(Data listing)
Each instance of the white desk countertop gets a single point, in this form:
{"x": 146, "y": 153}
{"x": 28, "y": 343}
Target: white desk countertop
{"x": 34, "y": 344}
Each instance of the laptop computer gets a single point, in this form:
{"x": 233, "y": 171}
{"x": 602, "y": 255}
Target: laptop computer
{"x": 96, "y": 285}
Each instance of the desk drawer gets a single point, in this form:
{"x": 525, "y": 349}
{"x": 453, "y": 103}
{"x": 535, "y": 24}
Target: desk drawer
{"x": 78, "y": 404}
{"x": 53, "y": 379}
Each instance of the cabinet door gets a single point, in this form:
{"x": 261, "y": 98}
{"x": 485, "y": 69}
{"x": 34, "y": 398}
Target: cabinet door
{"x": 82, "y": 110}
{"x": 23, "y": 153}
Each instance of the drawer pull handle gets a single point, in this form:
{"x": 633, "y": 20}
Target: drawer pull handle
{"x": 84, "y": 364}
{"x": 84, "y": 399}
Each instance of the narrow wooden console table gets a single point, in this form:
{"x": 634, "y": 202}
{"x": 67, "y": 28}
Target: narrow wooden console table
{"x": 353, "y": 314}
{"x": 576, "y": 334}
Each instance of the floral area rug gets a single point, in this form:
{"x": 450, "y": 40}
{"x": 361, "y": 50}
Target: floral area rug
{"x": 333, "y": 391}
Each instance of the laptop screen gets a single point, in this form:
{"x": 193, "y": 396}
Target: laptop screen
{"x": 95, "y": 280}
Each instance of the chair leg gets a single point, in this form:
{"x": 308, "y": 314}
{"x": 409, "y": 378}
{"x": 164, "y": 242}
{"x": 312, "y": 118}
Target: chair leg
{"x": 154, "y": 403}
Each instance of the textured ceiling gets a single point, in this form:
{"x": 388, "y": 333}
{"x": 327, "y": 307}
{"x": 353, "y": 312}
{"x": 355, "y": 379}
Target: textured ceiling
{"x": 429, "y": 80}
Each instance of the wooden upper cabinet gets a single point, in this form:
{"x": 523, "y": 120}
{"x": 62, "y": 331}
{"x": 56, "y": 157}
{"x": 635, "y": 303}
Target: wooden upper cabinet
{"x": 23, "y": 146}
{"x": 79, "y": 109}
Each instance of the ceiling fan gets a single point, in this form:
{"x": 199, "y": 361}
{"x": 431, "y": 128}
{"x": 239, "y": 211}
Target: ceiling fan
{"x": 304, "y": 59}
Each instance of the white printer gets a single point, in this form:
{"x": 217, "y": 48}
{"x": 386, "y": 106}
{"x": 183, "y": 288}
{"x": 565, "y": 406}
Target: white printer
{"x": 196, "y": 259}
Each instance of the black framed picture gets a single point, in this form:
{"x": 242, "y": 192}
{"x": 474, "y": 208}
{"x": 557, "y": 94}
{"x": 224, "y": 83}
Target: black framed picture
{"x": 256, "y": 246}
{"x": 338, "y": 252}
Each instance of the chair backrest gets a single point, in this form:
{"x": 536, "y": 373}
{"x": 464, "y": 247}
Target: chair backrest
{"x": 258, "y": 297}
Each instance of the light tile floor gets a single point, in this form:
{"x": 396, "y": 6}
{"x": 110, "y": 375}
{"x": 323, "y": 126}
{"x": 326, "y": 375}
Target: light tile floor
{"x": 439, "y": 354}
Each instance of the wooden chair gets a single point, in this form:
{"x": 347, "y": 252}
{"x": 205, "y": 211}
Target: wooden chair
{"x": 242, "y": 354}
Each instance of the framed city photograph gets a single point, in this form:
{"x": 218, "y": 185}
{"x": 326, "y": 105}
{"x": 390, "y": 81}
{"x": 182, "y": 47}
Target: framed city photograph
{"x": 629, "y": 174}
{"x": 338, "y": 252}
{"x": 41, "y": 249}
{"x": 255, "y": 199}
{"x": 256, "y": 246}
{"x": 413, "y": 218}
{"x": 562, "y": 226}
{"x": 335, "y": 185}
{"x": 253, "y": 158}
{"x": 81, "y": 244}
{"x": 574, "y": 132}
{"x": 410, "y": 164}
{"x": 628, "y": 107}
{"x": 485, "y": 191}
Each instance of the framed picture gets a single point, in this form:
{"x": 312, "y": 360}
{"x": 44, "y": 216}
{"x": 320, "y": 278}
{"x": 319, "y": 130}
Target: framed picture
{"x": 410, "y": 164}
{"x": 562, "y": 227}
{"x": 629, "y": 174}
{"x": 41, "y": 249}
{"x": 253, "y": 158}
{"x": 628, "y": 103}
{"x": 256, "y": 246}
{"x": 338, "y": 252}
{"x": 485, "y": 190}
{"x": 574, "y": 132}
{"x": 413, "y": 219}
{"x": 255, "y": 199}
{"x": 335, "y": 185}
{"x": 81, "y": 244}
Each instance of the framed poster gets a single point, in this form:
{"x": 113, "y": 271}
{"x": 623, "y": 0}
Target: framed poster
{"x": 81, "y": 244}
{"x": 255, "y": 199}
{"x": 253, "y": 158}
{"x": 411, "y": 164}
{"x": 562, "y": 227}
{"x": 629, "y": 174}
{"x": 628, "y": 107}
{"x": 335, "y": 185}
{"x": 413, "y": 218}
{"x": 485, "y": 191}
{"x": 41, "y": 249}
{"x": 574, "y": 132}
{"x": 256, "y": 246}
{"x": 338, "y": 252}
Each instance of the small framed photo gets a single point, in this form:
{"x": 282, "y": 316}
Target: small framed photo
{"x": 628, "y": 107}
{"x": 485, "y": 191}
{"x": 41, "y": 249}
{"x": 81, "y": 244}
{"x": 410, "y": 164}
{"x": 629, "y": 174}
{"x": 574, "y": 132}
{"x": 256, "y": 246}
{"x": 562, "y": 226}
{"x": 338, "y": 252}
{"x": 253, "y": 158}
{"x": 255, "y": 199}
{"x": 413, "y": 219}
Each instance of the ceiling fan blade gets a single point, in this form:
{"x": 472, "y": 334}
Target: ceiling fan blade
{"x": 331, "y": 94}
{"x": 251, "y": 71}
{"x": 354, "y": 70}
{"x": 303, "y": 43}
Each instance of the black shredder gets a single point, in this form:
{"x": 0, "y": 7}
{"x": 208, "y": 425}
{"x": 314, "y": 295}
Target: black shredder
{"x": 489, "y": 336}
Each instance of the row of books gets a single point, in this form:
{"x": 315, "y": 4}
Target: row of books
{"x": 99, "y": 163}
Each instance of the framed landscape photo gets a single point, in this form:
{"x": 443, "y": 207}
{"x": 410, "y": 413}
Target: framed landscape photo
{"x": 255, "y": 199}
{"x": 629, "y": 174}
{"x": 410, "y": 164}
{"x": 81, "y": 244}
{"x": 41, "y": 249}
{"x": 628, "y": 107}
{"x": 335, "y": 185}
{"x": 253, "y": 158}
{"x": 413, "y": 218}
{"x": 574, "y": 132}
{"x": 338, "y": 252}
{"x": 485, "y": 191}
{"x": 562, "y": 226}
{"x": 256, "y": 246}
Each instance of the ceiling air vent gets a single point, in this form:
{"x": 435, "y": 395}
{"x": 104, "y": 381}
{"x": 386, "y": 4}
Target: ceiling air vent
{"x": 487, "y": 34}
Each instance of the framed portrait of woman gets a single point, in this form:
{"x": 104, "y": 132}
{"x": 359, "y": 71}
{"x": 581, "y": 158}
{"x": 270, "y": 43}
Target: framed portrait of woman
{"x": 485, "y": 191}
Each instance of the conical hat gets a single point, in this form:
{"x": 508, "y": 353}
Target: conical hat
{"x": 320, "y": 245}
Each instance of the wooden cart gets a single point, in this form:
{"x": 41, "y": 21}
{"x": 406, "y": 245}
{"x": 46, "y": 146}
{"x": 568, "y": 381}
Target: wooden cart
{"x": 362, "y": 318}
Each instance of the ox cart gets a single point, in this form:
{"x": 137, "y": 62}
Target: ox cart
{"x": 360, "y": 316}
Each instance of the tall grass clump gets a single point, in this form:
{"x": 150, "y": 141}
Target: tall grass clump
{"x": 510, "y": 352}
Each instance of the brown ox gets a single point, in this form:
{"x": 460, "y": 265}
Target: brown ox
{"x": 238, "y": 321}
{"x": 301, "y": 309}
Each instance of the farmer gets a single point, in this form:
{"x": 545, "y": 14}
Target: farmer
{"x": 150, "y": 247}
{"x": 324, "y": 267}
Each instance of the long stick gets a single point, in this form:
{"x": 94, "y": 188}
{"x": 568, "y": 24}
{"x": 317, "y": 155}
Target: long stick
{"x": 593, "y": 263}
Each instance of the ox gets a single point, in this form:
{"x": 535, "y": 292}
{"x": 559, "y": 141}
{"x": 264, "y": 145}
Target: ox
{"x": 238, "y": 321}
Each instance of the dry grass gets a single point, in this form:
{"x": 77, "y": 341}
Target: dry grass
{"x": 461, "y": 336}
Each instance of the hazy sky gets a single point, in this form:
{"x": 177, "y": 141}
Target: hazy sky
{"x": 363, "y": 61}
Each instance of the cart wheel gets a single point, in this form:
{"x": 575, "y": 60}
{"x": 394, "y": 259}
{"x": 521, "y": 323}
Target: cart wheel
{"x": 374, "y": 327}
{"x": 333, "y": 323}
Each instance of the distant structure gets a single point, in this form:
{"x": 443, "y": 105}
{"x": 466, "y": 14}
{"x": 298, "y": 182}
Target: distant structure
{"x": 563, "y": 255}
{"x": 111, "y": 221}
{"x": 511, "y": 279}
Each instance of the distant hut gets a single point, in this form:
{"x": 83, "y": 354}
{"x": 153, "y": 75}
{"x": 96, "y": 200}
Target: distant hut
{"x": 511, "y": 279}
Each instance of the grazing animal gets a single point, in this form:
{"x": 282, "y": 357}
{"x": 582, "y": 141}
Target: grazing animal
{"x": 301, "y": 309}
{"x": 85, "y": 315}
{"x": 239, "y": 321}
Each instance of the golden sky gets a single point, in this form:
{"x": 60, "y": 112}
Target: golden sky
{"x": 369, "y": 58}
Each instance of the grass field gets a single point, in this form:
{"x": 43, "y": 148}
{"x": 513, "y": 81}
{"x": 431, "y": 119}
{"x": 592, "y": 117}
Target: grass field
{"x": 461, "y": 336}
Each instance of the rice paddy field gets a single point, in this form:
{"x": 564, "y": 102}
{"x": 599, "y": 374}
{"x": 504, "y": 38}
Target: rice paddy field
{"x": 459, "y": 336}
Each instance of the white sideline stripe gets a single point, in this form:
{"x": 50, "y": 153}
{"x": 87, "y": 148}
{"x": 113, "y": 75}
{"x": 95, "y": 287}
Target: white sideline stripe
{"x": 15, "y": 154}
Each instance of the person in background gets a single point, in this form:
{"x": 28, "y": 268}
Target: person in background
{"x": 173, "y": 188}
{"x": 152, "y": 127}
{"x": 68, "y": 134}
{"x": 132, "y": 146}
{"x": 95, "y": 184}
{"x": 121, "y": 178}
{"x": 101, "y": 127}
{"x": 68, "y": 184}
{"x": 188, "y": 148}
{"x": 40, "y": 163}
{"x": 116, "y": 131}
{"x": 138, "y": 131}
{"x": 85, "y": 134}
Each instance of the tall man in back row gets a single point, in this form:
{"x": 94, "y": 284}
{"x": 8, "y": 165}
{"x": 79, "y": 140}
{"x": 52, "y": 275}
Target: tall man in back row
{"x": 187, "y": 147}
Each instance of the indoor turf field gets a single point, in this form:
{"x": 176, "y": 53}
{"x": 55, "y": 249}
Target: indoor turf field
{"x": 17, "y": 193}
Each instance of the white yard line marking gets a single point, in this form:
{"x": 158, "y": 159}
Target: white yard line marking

*DO THIS*. Copy, unchanged, the part of the records that opens with the line containing "Each instance of the white yard" and runs through the end of the records.

*COMPLETED EXERCISE*.
Each instance of the white yard line marking gets a single point, in this form:
{"x": 158, "y": 159}
Target: white yard line marking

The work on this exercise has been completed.